▶ _Document_
++++++++++
# two trees, same stump



## Great Feller (Sep 27, 2008)

If you have two or three large trees all growing up from the same stump what happens if you cut just one of them? I mean, what impact does this have on the remaining tree(s)???


----------



## 2dogs (Sep 28, 2008)

This is an extremely complicated topic. A faller I work with on occasion lost his falling partner to a double that came apart when it began to fall and crushed him. Gerry Beranek's book covers it well, much better than I EVER could. The bottom line for most of us is if you have to ask how then just leave it for a professional. If not then you had better spend a long time working through the possibilities if things don't go right.


----------



## tawilson (Sep 28, 2008)

Are you wanting to cut the whole thing down or, as I believe, wanting to cut one branch and leave the rest?


----------



## Gologit (Sep 28, 2008)

2dogs has it right. Post some pictures of the tree and give us more information. What you'll get is about twenty five different opinions on what to do. But...somewhere in all that conflicting advice you'll find what you need. In the mean time just leave the tree alone.


----------



## slowp (Sep 28, 2008)

From my own, non cutting but forestry perspective, on a tree with multiple stems near the ground, I tend to go with cut all or none. If you plan to only cut one stem, 99% of the time, one or more of the others will get damaged.
The tree is going to have a huge wound --the stump. You'll be adding another small wound where the saw or sawhead cuts into the other stem. It is also losing part of the top, which means less leaves/needles to absorb sunlight, which means a weaker tree overall. 

Now, I'm always finding where markers have only marked one stem to be cut, and I mutter a bit, but that tree will probably turn into a nice snag, which are in short supply according to some people. 

Note: I'm talking about coniferous trees, not hardwoods. I don't know much about hardwoods.
++++++++++
▶ _Extracted records_

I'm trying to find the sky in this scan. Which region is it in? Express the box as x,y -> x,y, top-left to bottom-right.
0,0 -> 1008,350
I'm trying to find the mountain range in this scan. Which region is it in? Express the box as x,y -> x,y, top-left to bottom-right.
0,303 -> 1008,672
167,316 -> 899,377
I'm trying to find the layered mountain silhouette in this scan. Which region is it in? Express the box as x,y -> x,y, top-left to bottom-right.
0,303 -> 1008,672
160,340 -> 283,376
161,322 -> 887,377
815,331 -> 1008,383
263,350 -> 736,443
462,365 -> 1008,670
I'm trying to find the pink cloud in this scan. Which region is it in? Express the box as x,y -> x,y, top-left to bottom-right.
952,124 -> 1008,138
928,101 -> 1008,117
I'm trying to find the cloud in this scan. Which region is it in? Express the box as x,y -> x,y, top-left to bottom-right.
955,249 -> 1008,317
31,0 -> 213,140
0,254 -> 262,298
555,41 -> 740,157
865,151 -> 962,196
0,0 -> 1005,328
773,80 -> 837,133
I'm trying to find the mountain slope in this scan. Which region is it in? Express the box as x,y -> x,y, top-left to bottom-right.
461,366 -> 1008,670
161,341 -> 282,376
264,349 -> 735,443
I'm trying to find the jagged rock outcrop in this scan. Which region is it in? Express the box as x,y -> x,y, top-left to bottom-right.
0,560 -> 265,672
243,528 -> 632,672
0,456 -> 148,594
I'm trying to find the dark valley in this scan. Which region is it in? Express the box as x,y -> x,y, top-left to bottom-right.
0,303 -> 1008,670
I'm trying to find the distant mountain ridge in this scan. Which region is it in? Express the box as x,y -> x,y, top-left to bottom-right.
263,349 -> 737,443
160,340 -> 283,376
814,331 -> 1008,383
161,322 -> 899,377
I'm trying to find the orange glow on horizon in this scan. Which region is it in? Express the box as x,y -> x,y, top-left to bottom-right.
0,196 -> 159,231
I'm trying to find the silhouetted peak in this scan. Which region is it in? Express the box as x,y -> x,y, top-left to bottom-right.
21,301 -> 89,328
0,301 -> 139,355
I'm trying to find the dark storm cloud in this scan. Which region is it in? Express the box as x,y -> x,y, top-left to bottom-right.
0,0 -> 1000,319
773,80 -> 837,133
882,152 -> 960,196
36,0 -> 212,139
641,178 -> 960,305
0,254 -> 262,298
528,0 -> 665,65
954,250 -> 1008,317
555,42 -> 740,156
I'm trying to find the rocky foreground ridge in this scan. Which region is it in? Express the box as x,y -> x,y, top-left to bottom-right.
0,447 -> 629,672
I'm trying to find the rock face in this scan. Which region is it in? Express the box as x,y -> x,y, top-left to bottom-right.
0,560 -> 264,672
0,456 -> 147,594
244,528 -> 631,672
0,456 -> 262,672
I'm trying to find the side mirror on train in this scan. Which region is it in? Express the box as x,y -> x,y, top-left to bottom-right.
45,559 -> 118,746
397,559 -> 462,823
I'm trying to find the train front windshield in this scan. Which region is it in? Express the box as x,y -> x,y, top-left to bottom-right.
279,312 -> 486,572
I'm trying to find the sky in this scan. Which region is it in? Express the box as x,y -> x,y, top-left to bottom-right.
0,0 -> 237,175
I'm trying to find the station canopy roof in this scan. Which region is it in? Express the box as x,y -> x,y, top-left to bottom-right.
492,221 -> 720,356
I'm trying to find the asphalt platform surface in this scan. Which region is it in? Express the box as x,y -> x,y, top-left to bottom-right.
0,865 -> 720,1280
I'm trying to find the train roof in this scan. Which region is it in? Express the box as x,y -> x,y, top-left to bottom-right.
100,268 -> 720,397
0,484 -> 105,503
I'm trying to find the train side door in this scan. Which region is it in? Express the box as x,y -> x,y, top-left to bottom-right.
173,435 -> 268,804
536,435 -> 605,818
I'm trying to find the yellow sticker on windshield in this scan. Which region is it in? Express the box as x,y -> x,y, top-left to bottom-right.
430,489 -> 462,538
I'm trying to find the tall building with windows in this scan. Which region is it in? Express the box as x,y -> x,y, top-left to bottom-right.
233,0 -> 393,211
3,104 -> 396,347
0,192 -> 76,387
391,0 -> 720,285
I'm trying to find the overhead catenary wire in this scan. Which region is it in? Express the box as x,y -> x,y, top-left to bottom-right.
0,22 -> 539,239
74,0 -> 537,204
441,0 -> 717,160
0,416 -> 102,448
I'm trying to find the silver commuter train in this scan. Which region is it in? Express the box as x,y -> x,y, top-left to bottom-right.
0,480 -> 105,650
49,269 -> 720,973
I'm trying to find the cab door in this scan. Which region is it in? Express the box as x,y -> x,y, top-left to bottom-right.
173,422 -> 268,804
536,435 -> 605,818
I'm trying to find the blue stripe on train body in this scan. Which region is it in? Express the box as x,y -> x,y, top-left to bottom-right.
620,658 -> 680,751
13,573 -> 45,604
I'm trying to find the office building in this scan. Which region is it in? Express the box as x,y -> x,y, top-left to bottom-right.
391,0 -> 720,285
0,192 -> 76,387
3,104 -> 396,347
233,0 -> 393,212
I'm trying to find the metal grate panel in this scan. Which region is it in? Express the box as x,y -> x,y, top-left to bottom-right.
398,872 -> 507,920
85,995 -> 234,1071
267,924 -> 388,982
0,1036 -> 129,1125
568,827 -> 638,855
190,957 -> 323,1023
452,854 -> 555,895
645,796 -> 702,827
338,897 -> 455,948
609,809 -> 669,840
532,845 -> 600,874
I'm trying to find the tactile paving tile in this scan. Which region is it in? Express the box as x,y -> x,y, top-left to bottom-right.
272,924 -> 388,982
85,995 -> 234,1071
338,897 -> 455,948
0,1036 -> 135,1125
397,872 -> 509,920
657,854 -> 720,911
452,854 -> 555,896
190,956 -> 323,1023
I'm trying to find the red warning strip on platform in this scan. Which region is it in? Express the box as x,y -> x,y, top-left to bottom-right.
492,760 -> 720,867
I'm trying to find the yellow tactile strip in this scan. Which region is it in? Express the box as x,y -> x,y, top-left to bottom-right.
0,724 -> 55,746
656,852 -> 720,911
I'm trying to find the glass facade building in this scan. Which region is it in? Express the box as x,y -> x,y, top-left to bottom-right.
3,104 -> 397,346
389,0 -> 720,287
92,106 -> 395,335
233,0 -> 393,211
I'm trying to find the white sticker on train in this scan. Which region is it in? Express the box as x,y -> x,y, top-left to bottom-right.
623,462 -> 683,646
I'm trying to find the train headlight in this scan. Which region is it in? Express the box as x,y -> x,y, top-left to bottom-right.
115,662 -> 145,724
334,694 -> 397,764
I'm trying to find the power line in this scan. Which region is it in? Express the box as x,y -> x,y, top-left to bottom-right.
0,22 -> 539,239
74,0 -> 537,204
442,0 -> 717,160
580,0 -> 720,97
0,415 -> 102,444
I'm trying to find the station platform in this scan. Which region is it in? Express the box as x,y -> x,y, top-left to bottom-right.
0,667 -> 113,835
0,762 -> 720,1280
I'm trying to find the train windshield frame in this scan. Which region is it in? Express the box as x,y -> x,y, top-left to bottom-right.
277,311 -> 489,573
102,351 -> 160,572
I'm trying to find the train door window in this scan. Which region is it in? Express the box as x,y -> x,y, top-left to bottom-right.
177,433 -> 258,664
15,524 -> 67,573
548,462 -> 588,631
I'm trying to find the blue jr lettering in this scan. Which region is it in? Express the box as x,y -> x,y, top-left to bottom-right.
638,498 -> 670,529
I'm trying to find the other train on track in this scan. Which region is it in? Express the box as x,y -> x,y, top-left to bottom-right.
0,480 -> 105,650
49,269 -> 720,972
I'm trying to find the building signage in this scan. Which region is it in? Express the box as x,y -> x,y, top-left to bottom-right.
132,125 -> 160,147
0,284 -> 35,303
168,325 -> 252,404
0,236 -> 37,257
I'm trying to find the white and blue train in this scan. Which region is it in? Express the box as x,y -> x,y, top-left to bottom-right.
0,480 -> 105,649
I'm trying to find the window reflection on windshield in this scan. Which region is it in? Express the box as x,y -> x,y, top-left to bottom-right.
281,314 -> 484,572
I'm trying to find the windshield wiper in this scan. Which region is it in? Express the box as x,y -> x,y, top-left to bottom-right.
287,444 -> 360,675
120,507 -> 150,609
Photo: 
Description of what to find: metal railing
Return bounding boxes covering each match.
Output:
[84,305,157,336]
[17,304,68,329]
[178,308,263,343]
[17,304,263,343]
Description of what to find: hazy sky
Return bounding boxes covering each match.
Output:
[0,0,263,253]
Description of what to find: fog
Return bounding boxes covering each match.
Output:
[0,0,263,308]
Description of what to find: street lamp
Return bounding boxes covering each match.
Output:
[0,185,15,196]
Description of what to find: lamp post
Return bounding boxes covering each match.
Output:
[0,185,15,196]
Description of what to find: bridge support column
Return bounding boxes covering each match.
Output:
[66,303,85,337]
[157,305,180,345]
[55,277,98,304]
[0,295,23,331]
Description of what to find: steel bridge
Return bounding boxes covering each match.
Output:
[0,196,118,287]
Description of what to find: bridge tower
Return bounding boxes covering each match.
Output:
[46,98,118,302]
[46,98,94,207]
++++++++++
▶ _Given request_
Reproduce the lines of the thread about two trees sharing one stump between "If you have two" and "2dogs (Sep 28, 2008)", inclusive. The records aren't needed for anything here.

▶ _The result_
If you have two or three large trees all growing up from the same stump what happens if you cut just one of them? I mean, what impact does this have on the remaining tree(s)???


----------



## 2dogs (Sep 28, 2008)